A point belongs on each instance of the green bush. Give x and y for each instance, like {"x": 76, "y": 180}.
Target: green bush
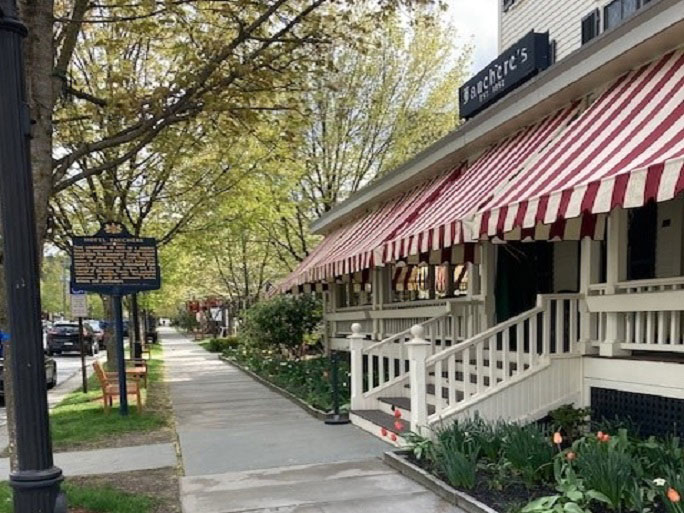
{"x": 219, "y": 345}
{"x": 283, "y": 321}
{"x": 529, "y": 451}
{"x": 308, "y": 379}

* _Your assignment_:
Output each record above word for word, leaving out images.

* _Completed task_:
A point belongs on each instance of the green bush. Give x and y for each instance, like {"x": 76, "y": 180}.
Target: green bush
{"x": 219, "y": 345}
{"x": 283, "y": 321}
{"x": 529, "y": 451}
{"x": 308, "y": 379}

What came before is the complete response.